## Exercise description
Return, word for word, the stretch of the records below from their start through the line that contains "left=0, top=331, right=640, bottom=426", including both ends. Leave the pictures out of your answer.

Entries from an annotation dataset:
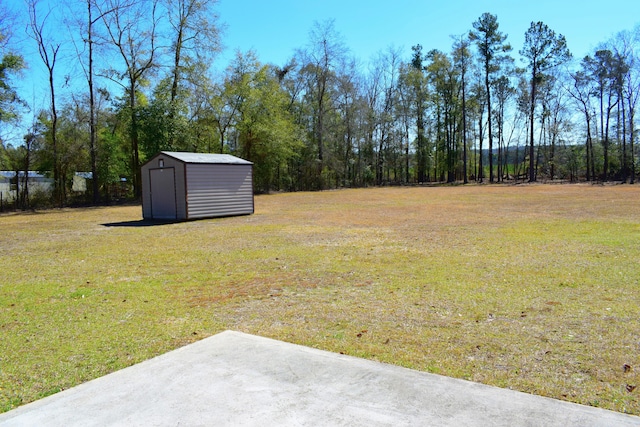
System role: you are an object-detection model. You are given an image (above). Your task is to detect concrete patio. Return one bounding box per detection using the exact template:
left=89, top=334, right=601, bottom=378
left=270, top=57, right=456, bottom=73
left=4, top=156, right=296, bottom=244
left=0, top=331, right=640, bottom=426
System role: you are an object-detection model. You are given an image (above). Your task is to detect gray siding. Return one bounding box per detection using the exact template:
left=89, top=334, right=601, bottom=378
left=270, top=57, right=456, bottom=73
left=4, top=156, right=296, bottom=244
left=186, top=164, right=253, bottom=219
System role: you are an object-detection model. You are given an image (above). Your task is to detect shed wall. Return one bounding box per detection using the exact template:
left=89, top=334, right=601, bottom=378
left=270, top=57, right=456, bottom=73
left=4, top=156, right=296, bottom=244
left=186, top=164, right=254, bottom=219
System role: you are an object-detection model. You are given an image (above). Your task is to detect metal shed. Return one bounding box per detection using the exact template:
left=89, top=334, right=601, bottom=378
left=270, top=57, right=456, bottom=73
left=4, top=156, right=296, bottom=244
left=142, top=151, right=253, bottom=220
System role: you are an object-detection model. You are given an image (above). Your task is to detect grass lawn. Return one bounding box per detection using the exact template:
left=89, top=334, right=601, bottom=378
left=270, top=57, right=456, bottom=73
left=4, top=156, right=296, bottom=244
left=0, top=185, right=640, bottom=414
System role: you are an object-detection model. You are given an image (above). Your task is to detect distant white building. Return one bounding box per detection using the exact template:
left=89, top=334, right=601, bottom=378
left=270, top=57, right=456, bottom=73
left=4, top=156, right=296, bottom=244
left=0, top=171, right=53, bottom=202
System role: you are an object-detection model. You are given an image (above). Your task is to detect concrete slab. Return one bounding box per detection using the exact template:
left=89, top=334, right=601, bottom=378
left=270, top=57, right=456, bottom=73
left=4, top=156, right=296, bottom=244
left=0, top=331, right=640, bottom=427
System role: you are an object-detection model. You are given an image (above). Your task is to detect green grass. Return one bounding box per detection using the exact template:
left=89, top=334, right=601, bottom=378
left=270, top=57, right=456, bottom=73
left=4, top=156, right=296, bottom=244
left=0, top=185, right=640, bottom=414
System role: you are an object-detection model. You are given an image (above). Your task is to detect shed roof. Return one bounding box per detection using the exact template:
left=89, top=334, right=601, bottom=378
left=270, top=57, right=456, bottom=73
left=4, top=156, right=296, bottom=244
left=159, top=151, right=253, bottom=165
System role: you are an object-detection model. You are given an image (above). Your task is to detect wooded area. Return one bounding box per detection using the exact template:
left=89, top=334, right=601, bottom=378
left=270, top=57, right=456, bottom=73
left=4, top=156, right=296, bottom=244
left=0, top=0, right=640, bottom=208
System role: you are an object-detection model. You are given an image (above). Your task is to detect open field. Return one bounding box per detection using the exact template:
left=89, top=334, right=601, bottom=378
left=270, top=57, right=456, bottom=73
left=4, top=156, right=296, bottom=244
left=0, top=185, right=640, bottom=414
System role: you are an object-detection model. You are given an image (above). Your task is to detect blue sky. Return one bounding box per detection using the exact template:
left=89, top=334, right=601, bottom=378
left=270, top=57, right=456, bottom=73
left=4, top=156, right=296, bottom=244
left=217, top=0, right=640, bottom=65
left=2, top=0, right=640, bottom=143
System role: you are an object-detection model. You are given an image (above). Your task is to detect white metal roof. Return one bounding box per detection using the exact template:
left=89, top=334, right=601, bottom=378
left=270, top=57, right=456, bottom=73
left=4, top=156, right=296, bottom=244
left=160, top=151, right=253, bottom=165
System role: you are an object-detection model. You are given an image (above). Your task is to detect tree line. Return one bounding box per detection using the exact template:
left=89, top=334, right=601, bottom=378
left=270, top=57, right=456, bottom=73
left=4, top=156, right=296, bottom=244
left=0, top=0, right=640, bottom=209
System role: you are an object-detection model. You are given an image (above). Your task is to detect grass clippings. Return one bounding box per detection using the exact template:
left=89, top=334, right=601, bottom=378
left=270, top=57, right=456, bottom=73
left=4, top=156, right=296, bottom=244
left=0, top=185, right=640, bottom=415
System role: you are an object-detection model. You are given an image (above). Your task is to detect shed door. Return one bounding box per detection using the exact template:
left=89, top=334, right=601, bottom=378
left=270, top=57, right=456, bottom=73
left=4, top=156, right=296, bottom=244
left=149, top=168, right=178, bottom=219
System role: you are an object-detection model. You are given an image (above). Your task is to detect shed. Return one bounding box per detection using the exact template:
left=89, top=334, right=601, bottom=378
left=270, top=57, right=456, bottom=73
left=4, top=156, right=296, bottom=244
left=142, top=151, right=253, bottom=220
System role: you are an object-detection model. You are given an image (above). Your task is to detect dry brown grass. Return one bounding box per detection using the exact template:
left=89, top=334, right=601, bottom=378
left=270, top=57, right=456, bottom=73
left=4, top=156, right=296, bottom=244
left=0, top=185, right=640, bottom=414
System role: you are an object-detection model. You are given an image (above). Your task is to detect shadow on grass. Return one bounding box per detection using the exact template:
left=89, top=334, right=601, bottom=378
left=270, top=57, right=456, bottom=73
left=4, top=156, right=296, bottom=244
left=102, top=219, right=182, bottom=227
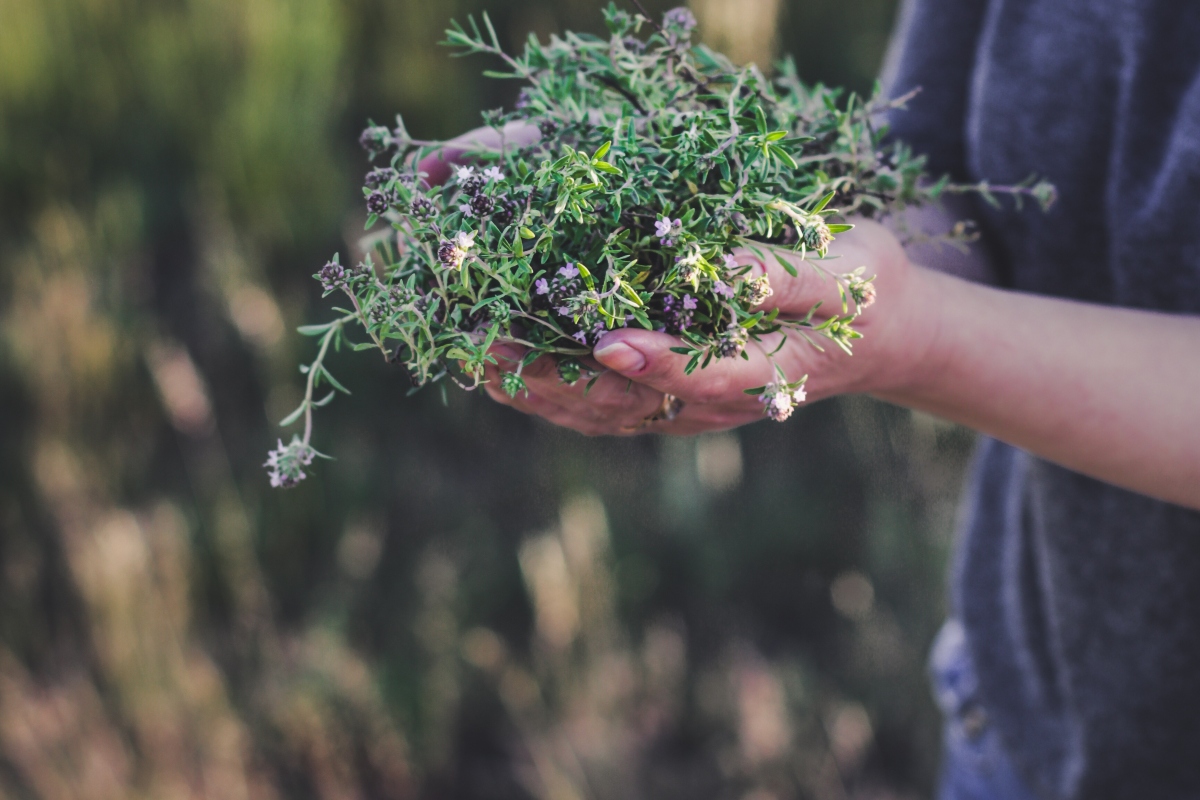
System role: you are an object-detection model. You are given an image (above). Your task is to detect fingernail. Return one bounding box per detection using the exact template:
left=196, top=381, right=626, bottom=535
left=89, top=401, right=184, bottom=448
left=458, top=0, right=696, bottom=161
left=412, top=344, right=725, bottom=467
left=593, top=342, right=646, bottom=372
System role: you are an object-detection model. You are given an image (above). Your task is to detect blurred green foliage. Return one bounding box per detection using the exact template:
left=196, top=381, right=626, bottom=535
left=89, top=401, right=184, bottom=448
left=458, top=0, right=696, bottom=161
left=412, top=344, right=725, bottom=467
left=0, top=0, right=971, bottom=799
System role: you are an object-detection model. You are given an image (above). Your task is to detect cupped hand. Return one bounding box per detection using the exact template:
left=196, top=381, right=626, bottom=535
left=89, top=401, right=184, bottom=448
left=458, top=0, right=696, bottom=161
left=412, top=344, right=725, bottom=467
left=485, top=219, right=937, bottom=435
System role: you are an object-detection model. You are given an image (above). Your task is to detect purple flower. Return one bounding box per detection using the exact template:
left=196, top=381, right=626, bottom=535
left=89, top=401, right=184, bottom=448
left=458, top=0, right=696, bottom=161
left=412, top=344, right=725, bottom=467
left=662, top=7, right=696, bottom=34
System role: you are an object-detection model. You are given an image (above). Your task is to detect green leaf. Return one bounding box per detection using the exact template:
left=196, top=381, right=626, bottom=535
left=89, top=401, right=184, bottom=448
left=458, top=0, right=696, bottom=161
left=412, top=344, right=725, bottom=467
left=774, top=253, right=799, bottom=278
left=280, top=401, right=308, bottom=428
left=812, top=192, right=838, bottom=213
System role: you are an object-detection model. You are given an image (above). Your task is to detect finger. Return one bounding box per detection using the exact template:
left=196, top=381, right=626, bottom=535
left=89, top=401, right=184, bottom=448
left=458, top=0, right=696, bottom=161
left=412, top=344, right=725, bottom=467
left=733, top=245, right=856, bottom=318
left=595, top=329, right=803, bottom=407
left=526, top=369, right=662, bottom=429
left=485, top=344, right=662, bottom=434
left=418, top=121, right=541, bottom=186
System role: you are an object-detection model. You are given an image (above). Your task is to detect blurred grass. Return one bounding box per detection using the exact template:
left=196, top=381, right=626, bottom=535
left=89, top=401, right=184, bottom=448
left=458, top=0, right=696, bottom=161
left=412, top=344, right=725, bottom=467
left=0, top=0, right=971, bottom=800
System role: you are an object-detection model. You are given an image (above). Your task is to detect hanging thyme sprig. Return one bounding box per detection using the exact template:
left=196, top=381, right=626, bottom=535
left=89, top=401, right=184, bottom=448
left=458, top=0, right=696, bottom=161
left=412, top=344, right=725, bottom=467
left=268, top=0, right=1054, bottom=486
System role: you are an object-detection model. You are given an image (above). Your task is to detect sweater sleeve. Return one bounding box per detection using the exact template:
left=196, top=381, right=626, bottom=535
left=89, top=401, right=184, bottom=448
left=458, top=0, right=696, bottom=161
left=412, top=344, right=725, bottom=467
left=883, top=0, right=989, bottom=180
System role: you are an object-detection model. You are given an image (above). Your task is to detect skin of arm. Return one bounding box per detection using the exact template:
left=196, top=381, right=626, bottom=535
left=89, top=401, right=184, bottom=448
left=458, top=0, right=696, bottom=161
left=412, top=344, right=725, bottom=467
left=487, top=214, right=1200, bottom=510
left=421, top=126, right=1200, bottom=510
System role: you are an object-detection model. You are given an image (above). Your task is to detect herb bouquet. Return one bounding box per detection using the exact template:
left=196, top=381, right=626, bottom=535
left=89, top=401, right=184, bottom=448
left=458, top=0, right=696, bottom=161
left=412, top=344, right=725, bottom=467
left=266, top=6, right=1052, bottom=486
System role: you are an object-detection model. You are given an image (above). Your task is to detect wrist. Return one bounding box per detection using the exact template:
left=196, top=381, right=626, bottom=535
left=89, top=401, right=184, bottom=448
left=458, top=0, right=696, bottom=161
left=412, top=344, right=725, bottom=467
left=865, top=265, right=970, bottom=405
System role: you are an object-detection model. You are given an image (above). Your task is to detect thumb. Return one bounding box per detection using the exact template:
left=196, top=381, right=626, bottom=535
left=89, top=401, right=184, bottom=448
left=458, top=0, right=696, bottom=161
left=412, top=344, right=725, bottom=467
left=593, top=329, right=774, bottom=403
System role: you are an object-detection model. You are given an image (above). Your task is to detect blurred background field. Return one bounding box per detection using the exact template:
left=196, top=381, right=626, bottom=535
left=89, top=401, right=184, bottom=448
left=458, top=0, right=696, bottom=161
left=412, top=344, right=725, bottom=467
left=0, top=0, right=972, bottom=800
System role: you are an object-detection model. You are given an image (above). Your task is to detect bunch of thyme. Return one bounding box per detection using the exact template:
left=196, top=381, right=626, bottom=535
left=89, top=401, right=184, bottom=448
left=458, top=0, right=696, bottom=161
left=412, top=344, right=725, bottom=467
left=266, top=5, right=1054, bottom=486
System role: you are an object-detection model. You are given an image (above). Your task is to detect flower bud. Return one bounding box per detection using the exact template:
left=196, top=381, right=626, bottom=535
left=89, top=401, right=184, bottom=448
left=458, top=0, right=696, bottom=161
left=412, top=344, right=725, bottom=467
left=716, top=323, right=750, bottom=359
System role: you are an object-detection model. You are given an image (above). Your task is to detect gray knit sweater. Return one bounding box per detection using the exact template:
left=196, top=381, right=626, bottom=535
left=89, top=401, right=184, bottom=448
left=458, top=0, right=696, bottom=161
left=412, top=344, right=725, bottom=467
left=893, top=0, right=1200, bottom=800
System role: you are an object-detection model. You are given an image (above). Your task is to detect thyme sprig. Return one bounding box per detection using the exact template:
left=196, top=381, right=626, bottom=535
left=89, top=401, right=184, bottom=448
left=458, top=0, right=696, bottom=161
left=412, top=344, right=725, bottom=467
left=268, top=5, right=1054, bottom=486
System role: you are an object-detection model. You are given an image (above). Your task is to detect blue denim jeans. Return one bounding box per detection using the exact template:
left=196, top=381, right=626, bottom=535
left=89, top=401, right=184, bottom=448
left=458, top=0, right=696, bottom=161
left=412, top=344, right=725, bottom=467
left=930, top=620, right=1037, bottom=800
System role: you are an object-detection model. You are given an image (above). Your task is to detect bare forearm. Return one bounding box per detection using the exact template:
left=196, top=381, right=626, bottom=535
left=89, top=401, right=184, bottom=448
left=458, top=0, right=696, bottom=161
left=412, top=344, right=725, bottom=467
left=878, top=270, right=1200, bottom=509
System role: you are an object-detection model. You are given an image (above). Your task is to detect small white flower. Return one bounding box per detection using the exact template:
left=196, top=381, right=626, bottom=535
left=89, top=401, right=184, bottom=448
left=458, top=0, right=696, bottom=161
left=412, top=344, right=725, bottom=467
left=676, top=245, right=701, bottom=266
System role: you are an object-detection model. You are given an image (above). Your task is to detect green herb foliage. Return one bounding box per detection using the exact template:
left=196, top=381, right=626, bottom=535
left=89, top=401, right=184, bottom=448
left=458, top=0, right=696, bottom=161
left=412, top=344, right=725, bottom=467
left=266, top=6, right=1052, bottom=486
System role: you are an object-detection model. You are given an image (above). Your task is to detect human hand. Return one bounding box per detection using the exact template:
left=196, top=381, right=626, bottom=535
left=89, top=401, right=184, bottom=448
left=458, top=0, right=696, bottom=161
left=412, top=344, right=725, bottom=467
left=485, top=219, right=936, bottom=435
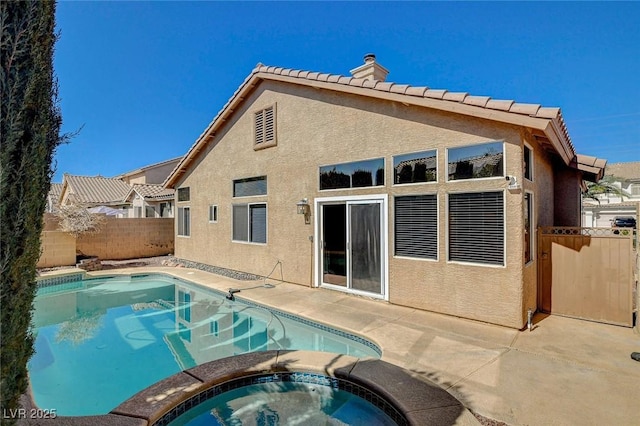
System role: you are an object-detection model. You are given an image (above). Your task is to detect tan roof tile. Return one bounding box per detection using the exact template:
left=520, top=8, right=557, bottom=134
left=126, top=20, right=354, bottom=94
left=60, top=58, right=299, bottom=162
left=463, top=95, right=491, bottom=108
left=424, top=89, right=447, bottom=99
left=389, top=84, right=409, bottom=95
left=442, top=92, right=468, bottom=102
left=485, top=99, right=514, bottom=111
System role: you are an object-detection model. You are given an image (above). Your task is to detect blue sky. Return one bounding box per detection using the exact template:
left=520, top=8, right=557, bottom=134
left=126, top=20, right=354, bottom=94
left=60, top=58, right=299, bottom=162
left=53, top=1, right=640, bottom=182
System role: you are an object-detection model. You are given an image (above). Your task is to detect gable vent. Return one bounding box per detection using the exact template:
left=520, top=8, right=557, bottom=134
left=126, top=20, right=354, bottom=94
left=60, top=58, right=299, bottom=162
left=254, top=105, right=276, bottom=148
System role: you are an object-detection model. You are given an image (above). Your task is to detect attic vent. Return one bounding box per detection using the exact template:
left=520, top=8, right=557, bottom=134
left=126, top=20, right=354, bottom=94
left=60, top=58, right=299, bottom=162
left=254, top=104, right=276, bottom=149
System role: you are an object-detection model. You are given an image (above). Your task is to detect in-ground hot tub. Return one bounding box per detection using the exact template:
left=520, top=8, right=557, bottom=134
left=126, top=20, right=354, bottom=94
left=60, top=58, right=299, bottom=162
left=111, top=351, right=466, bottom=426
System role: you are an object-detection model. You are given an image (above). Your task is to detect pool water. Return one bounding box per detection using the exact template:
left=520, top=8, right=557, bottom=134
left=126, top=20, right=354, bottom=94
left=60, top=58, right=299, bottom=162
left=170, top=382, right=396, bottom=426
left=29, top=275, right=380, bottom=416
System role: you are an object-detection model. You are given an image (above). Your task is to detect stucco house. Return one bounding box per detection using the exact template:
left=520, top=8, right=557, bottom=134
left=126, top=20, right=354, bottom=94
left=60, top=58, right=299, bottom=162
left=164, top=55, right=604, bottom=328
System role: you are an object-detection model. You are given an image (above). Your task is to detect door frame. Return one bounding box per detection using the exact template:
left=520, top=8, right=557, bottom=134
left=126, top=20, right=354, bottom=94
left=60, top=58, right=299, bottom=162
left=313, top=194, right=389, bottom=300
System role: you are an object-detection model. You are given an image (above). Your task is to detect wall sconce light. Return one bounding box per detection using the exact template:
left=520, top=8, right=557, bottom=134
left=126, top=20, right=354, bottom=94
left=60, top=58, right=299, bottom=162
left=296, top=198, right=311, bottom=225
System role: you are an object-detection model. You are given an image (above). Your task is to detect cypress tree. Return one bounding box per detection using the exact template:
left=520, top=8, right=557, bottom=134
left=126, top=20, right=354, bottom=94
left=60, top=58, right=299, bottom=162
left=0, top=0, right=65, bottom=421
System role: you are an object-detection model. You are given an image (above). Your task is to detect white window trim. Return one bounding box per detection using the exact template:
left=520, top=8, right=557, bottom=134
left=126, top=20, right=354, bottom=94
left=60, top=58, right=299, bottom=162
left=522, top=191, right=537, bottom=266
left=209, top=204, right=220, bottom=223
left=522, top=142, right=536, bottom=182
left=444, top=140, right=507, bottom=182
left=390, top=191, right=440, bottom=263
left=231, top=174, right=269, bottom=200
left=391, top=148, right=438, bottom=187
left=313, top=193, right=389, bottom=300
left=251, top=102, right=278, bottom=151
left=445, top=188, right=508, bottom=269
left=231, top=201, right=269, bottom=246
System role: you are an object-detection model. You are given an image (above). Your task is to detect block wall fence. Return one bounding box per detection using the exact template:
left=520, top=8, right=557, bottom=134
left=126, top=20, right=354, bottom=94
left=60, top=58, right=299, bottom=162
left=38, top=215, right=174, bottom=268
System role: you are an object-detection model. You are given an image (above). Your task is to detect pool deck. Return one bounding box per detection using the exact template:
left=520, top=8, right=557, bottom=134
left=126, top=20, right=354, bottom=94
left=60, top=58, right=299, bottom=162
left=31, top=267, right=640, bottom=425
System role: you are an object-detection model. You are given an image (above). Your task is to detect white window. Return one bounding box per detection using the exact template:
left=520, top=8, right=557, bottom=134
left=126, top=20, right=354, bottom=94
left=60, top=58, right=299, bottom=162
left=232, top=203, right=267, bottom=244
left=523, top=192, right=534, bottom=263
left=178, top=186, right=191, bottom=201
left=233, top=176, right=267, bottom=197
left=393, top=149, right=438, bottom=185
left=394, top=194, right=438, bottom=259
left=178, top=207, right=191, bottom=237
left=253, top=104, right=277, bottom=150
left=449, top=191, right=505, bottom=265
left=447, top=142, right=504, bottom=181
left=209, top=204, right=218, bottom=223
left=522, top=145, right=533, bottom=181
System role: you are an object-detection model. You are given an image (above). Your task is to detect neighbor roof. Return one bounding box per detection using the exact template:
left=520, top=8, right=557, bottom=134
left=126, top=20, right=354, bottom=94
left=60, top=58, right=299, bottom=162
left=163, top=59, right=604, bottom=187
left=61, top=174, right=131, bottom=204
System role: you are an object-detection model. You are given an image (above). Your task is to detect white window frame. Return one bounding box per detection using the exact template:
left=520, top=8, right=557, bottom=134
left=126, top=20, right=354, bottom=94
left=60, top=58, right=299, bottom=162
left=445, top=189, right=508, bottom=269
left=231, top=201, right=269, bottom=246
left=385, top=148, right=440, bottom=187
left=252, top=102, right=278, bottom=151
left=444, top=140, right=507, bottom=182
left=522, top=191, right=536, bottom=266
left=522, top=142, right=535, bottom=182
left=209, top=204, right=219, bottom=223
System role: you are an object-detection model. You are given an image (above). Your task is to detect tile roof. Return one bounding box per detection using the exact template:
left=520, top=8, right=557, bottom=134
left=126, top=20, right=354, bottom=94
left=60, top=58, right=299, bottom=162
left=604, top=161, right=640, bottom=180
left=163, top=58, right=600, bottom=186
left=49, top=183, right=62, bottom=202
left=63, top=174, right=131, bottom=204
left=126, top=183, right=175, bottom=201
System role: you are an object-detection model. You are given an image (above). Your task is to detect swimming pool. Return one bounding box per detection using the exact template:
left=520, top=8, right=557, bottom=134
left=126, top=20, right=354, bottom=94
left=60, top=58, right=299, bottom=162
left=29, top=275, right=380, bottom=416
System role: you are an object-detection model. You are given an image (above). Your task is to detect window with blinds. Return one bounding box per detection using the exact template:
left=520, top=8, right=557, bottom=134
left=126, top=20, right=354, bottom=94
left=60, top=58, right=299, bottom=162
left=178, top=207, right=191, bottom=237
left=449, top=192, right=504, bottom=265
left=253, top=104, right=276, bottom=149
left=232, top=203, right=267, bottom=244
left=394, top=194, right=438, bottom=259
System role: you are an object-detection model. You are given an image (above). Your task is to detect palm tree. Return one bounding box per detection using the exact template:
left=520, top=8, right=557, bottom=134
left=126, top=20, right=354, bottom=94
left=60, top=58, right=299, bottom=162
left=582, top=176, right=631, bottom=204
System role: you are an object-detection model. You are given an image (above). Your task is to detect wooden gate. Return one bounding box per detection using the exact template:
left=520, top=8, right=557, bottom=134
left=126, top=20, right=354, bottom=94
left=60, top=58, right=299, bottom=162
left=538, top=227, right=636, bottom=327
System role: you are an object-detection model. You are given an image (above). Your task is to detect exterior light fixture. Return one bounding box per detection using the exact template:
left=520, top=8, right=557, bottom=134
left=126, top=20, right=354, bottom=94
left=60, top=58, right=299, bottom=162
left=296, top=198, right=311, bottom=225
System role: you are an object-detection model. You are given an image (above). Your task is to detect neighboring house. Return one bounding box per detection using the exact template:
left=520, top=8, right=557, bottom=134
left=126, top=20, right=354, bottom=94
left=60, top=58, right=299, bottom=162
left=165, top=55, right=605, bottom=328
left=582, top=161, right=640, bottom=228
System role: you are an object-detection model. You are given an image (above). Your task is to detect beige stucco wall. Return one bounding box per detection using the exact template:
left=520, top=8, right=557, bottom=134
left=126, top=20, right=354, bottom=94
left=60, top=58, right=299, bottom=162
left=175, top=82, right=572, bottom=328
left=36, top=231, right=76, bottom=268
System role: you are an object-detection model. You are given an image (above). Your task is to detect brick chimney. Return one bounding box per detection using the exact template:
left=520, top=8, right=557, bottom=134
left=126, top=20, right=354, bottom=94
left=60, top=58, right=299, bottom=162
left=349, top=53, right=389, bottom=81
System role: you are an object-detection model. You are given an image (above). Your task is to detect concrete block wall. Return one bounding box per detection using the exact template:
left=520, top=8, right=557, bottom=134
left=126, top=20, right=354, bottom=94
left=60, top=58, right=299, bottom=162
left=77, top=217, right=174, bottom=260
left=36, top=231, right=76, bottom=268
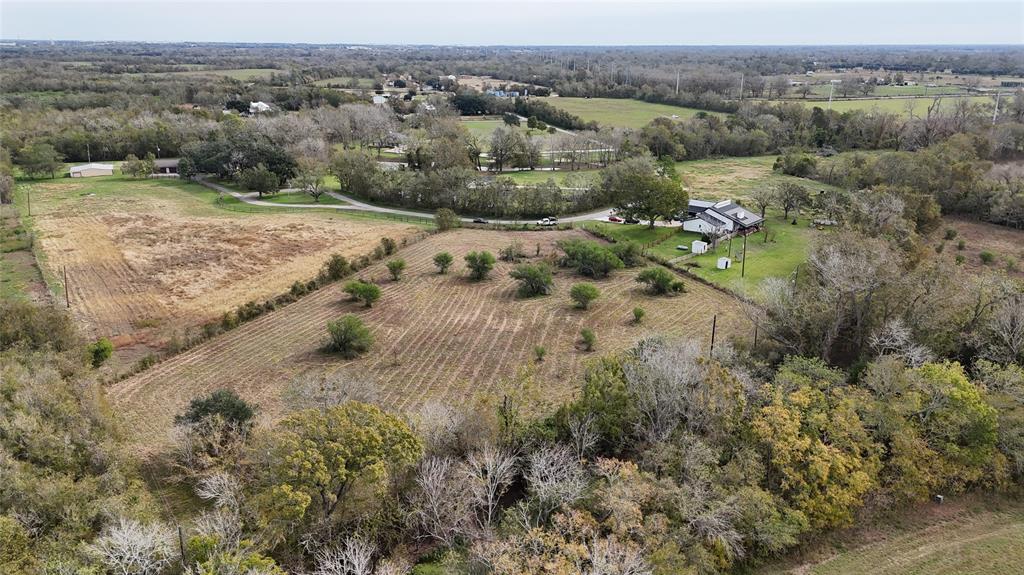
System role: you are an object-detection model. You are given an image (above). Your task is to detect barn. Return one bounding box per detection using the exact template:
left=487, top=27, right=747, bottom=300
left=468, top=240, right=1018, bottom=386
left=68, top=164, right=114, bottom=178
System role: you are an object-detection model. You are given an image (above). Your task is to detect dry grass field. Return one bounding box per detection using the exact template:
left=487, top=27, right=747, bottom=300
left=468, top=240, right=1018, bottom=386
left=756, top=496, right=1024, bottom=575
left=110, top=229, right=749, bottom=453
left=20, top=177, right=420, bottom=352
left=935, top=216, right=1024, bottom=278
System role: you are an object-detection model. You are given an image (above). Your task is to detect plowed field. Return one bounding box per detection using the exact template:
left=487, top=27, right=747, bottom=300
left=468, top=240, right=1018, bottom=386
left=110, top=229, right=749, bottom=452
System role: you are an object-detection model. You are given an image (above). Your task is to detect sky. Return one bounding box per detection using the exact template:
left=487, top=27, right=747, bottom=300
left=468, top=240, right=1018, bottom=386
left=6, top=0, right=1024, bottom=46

## Complete answer
System role: you are an object-detection model. You are given an image (above). Your task is to detect concrete patio. Return one bounding box per detection using the exact template:
left=89, top=334, right=601, bottom=378
left=270, top=57, right=456, bottom=73
left=4, top=156, right=296, bottom=244
left=0, top=331, right=640, bottom=426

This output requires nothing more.